> [What you are asked to do]:
Go through the data below and return each line containing the word "hood".

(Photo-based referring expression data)
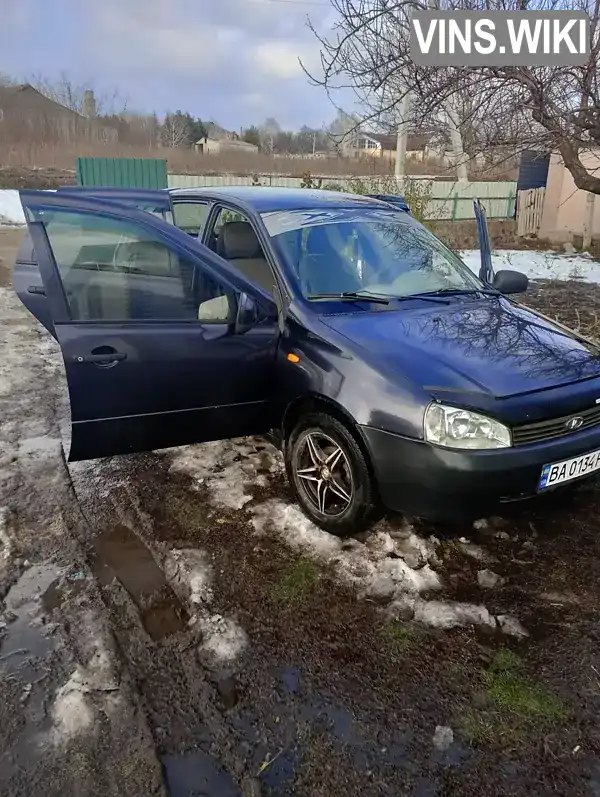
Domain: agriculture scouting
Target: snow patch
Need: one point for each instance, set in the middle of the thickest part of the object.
(214, 465)
(11, 209)
(190, 573)
(6, 543)
(223, 639)
(539, 265)
(71, 712)
(393, 564)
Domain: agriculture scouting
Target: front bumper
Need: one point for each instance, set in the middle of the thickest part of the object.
(442, 484)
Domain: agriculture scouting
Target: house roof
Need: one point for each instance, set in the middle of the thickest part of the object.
(26, 95)
(415, 141)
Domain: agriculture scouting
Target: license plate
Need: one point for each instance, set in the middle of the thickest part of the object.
(569, 469)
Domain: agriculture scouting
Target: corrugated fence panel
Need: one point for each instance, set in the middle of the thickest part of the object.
(449, 199)
(122, 172)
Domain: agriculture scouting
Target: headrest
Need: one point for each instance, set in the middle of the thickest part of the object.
(238, 239)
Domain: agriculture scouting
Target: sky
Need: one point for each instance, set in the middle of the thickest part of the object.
(230, 61)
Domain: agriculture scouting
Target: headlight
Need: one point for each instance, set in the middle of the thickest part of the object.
(454, 428)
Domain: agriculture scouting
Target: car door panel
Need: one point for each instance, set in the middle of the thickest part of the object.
(146, 381)
(165, 373)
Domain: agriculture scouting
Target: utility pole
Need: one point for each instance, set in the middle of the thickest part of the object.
(458, 153)
(403, 112)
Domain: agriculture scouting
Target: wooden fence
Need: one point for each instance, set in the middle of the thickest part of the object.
(530, 204)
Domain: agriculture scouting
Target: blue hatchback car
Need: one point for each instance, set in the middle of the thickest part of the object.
(393, 376)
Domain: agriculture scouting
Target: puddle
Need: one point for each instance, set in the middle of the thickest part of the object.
(25, 640)
(197, 774)
(120, 554)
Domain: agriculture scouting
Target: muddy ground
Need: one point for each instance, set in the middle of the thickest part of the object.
(171, 624)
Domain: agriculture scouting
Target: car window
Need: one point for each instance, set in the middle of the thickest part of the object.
(374, 251)
(115, 270)
(190, 216)
(233, 238)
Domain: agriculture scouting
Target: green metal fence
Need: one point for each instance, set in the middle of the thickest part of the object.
(122, 172)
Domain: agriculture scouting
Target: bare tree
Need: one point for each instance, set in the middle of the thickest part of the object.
(175, 131)
(554, 108)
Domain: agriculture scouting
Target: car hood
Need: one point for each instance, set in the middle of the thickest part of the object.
(487, 345)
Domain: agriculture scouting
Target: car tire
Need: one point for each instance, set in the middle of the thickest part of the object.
(340, 500)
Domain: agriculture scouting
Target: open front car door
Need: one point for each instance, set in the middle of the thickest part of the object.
(164, 342)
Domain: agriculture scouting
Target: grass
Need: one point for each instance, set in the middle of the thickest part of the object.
(297, 584)
(398, 637)
(517, 705)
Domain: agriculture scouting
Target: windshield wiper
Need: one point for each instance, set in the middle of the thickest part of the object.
(352, 296)
(459, 292)
(378, 298)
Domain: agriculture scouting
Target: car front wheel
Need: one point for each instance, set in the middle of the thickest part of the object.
(329, 475)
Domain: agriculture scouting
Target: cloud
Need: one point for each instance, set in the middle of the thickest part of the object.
(234, 61)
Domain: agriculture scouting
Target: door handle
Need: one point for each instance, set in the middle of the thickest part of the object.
(101, 359)
(37, 290)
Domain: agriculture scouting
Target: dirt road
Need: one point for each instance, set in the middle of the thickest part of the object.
(171, 624)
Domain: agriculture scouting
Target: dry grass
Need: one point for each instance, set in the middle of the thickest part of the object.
(24, 154)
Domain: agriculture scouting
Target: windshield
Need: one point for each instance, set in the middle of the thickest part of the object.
(371, 251)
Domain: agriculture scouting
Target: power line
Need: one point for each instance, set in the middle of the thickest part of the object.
(294, 2)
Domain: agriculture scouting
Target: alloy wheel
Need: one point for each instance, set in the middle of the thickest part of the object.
(323, 473)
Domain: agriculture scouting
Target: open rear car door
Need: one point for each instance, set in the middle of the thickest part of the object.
(486, 272)
(164, 342)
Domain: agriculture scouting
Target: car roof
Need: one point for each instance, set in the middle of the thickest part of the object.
(266, 199)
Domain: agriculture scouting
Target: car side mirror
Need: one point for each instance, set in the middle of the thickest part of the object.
(248, 314)
(508, 282)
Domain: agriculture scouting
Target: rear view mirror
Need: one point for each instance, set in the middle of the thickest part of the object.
(509, 282)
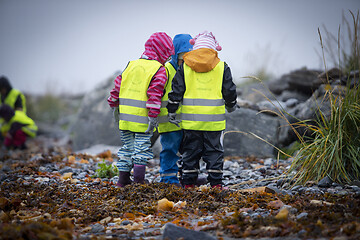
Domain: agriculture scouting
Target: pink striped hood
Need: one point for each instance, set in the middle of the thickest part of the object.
(159, 47)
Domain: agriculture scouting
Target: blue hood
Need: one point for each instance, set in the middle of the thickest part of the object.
(181, 44)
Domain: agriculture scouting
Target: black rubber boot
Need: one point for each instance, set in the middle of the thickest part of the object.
(124, 179)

> [Result below]:
Target: car hood
Target: pink striped hood
Target: blue hood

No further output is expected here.